+++ Data entries
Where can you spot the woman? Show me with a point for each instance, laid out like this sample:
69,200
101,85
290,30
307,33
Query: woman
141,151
++++++
Brief — Copy the lines above without any changes.

Result —
Where can you spot the woman? Show me with a point for each instance, laid out like this sample:
69,200
101,85
290,30
307,33
Query: woman
141,151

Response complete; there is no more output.